**Trecho do documento:**
- - -

A liderança papal se mostrou frágil para implementar uma agenda de transformação, muito do que foi feito de bom no papado de Bento XVI deve se perder na escuridão e no abandono, o que deve ficar de seu papado, e ficar sempre claro no imaginário coletivo, será a omissão da Igreja Católica em se auto-depurar, na dificuldade de cortar na própria carne os casos de pedofilia, nos escândalos de corrupção e, principalmente, a compreensão, de que a renúncia, mesmo sendo uma obra possível para todos os mortais, foi uma atitude que jamais imaginaríamos que acontecesse, mostrando ainda e demonstrando claramente a face humana, frágil e marcada por dúvidas, medos, incertezas e preocupações de todos os ser humano.

Outro ponto interessante que deve ser ressaltado neste caso é o formato de escolha do sumo pontífice, muitos receiam opinar sobre este assunto, mas em um momento como este marcado por inúmeras conjecturas e incertezas, faz-se necessário indagar se não seria o momento de criar um instrumento mais democrático para a escolha do papa, um instrumento que leve em consideração a opinião dos fiéis, neste rebanho de mais de 1 bilhão de pessoas que se debruçam em oração, fazem terços e promessas querendo agradar a Deus e num momento de escolha ou, de possibilidade de escolha se retrai e entrega esta missão nas mão de iluminados, muitos deles distantes do povo e enclausurado nos dogmas deletérios do catolicismo primitivo, mal sabendo eles que nos encontramos no século XXI, num momento de grandes mudanças e transformações constantes, onde o ser humano esta sendo chamado claramente para o testemunho da fé raciocinada e reflexiva, que nos liberta e nos alarga a visão sobre o mundo e sobre todas as nossas indagações.

- - -

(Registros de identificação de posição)
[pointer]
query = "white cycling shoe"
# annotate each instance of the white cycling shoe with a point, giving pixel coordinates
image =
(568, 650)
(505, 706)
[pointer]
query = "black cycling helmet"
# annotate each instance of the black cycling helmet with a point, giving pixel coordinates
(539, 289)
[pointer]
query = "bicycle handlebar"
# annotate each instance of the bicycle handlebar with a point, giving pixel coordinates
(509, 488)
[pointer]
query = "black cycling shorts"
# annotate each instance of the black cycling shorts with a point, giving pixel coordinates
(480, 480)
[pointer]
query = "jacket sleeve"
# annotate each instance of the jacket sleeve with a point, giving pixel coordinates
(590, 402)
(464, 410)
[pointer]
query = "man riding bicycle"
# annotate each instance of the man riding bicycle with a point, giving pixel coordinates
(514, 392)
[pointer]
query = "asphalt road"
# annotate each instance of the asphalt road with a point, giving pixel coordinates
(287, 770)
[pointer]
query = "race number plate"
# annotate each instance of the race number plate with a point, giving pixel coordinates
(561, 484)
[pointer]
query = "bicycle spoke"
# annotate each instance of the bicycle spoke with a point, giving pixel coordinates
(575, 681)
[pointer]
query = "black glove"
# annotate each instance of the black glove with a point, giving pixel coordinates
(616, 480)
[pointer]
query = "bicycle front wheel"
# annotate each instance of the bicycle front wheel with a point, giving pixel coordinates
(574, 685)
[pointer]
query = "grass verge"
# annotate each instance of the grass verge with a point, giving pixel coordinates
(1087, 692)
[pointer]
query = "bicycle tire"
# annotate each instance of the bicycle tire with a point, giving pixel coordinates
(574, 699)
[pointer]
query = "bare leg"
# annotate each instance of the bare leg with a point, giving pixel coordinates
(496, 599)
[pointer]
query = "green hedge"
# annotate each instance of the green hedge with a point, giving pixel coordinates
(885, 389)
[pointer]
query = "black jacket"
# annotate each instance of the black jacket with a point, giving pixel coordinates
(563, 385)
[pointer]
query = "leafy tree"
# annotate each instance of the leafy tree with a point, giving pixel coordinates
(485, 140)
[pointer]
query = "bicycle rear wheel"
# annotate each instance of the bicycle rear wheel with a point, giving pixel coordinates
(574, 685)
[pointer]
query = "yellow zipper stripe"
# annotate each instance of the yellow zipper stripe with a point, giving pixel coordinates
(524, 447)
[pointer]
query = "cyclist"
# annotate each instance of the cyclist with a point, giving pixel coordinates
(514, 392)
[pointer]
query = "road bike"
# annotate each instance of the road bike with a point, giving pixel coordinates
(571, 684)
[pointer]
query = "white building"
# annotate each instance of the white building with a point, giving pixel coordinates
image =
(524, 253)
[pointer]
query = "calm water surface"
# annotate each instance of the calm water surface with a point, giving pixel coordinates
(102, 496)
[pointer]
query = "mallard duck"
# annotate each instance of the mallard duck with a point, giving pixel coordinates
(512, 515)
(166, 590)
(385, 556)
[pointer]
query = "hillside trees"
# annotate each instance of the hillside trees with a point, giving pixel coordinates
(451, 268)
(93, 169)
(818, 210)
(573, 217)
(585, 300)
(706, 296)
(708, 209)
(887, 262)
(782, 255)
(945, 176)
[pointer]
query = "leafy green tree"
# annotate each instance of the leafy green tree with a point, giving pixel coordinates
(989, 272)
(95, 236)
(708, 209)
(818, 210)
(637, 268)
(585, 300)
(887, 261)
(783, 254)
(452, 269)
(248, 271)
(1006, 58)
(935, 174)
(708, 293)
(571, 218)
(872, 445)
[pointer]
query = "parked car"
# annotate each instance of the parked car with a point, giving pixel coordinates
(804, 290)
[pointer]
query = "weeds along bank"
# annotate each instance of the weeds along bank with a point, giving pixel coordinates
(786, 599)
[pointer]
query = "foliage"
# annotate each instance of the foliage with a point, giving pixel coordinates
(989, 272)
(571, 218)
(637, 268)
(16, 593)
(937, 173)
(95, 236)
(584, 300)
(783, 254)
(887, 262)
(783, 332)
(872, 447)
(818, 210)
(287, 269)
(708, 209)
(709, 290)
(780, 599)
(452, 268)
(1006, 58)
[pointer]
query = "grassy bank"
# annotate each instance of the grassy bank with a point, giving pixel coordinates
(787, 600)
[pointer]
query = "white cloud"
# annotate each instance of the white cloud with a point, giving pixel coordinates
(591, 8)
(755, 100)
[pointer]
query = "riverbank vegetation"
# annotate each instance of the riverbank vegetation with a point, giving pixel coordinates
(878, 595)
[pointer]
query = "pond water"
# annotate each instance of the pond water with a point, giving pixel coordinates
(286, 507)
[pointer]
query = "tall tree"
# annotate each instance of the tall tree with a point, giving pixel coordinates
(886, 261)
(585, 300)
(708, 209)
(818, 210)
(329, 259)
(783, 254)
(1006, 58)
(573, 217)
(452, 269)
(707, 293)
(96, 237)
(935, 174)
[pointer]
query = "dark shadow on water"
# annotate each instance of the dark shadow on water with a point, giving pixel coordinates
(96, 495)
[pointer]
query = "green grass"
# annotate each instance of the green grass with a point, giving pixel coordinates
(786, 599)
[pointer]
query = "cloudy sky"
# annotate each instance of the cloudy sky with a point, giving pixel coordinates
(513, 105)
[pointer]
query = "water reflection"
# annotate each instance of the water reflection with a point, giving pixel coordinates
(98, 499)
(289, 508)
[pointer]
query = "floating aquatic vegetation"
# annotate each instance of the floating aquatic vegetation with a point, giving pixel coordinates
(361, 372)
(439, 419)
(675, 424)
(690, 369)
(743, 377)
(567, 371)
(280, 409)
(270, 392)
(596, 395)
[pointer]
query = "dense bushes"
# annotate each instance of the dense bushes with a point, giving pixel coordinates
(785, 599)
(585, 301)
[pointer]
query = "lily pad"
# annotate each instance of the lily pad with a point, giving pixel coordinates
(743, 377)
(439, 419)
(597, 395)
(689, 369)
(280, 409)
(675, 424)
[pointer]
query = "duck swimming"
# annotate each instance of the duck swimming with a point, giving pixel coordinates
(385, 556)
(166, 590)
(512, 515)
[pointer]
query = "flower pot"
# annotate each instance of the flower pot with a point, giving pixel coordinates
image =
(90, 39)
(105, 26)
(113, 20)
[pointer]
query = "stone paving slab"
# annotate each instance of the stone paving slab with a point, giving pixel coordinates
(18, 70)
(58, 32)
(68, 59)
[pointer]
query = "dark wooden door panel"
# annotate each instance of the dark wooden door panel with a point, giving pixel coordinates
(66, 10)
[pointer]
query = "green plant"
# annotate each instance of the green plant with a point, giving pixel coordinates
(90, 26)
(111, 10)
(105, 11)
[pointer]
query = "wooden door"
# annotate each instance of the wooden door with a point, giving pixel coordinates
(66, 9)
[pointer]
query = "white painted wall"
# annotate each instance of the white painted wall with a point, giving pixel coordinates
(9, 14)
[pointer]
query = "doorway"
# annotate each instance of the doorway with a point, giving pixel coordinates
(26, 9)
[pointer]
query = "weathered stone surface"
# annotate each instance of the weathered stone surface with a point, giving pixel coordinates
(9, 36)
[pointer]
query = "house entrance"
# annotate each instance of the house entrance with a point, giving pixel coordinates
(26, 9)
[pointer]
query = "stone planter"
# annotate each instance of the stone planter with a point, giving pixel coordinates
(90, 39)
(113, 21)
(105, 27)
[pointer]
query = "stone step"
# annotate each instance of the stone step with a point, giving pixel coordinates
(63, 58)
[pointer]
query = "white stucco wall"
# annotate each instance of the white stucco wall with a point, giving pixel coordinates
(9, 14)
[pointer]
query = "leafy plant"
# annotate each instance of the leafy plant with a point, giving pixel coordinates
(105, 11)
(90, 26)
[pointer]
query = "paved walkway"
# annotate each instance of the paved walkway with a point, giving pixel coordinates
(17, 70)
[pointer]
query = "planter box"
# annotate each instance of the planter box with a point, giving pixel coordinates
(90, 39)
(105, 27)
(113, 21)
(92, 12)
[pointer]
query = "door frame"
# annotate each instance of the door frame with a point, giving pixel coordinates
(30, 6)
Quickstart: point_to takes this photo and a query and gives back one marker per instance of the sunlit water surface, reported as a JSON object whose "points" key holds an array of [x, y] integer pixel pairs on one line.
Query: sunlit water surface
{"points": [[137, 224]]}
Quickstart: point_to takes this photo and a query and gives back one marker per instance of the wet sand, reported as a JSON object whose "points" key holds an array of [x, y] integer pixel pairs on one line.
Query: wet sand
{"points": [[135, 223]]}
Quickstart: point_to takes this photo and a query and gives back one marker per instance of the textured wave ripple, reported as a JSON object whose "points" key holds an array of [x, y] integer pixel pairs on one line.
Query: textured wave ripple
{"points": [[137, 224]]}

- - -

**A tarefa:** Dê continuidade ao texto sobre o papado de Bento XVI e a escolha do papa, a partir da última frase apresentada.

**Resposta escrita:**
Outros, mais realistas, acreditam que pouco mudará na Igreja nos próximos anos, as regras e os horizontes da Igreja romana permanecerão intocados, as idéias modernas, os novos pensamentos e as teorias existem e todos nós conhecemos, transformar a estrutura exige dedicação e vontade coletivas, um trabalho hercúleo que envolve várias pessoas, acreditar que é obra de um único homem é um grande equívoco, mas um equívoco que muitos alimentam a vida toda, com isso, uma instituição milenar vai se desagregando continuamente e o resultado mais concreto é que, os indivíduos fogem cada vez mais dos ideários cristãos que são fundamentais para sedimentar a sociedade mundial.

Ary Ramos
Ary Ramos
Doutor em Sociologia (Unesp)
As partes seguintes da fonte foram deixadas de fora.